WORK TO BE COMPLETED: Copy out the rows below exactly as they appear, everything from the line containing "A point belongs on each instance of the curb." through the end of the rows, with both ends included.

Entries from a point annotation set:
━━━━━━━━━━
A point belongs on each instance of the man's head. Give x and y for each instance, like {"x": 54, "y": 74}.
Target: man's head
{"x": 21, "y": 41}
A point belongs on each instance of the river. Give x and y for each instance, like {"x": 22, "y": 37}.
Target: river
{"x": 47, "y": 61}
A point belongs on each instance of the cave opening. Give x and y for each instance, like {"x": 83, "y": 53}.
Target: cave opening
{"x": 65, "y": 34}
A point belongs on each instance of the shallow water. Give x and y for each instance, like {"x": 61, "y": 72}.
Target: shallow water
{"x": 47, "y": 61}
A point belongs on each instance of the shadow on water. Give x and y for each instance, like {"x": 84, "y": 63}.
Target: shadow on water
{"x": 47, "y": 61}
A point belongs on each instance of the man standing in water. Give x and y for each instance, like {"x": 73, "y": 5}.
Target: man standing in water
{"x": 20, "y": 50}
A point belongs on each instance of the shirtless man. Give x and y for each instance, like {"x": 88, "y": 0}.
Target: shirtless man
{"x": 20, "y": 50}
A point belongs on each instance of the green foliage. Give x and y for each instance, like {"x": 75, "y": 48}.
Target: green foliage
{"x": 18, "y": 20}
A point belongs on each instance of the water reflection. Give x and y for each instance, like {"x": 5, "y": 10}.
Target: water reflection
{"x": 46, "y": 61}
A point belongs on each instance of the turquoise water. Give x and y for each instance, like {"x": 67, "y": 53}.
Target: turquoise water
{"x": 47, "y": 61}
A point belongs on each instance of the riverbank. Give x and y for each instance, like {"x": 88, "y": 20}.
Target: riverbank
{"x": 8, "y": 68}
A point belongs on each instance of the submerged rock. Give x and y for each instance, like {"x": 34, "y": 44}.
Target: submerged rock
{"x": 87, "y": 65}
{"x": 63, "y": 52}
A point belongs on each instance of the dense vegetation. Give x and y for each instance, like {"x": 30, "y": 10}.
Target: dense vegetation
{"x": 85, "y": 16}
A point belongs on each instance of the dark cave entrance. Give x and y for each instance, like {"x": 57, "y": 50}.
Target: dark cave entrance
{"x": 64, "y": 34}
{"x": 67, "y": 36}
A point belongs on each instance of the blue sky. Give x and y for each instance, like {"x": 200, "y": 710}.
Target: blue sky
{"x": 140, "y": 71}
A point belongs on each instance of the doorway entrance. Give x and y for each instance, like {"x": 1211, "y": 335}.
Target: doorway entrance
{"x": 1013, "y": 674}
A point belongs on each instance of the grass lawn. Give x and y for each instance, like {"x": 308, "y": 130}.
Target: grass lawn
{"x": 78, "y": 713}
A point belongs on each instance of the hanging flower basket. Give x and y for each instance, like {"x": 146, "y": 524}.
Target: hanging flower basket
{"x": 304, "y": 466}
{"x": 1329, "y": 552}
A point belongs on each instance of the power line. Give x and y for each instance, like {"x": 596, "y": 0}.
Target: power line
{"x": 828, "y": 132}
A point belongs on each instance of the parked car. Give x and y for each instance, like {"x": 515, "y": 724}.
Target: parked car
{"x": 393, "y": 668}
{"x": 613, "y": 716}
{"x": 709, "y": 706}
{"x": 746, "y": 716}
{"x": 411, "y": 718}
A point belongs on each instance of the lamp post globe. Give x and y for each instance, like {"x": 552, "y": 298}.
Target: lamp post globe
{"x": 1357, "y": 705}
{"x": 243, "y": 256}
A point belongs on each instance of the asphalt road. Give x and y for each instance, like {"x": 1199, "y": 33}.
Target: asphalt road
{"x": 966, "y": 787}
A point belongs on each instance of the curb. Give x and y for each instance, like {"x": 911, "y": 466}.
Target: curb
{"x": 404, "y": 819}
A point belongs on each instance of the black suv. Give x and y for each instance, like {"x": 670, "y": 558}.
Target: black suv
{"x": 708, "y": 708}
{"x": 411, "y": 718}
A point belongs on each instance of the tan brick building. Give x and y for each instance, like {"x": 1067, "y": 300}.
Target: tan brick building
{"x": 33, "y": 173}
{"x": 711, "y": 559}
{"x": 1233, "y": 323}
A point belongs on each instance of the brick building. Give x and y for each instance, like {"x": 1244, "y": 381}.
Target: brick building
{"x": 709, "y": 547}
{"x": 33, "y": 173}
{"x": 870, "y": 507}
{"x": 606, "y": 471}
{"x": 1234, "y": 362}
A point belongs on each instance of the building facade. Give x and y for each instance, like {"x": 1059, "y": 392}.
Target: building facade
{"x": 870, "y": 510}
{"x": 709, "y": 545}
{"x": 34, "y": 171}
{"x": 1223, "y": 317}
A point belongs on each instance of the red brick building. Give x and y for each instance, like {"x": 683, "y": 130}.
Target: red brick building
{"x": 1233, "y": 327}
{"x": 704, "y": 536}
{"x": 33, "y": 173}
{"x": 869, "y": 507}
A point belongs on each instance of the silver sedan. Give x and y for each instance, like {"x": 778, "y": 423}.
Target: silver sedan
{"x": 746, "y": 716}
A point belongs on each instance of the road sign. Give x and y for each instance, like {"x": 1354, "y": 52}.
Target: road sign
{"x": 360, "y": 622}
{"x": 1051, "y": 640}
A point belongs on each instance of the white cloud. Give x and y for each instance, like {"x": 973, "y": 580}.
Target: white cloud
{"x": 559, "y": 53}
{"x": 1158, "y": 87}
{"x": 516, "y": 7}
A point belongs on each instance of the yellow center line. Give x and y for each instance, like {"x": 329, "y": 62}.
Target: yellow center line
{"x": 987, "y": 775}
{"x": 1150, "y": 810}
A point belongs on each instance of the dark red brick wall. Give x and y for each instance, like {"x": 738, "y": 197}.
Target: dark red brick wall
━━━━━━━━━━
IN RESPONSE:
A point belongs on each instance of the curb. Give x and y for each instance, like {"x": 911, "y": 466}.
Target: curb
{"x": 404, "y": 819}
A point belongs on each instance of the black suv. Give x and y for each instance, like {"x": 670, "y": 558}.
Target: black suv
{"x": 708, "y": 708}
{"x": 411, "y": 718}
A point belongs on each instance of the tan brick building. Give x and y for each instance, like {"x": 1067, "y": 300}.
Target: tan brick building
{"x": 33, "y": 173}
{"x": 711, "y": 559}
{"x": 1233, "y": 323}
A point belongs on each instance of the brick building. Give x and y for each instance, like {"x": 1244, "y": 381}.
Target: brick building
{"x": 709, "y": 547}
{"x": 33, "y": 173}
{"x": 870, "y": 507}
{"x": 606, "y": 471}
{"x": 1234, "y": 362}
A point belongs on each instance of the building facade. Give x and y for each instance, like {"x": 1059, "y": 392}.
Target: building facade
{"x": 870, "y": 510}
{"x": 709, "y": 545}
{"x": 34, "y": 171}
{"x": 1223, "y": 317}
A point belongs on each instance of the red brick building. Give x and y for each instance, like {"x": 683, "y": 130}.
Target: red brick building
{"x": 1233, "y": 327}
{"x": 704, "y": 536}
{"x": 33, "y": 173}
{"x": 869, "y": 507}
A point belongs on each instance of the silver sedan. Give x and y for each instance, like {"x": 778, "y": 423}.
Target: silver sedan
{"x": 746, "y": 716}
A point belongs on each instance of the road sign. Give x and y for each instance, like {"x": 1354, "y": 52}.
Target: road sign
{"x": 360, "y": 622}
{"x": 1051, "y": 640}
A point belongs on each instance of the white cloud. Give x and y for each instance, like {"x": 973, "y": 580}.
Target: white cloud
{"x": 559, "y": 53}
{"x": 1158, "y": 87}
{"x": 516, "y": 7}
A point belongs on each instance of the yellow center line. Give x and y for each instance, like {"x": 329, "y": 62}.
Target: yellow center line
{"x": 987, "y": 775}
{"x": 1150, "y": 810}
A point belongs on each instance of the dark red brick wall. Give x and y for each instance, like {"x": 738, "y": 197}.
Target: dark red brick wall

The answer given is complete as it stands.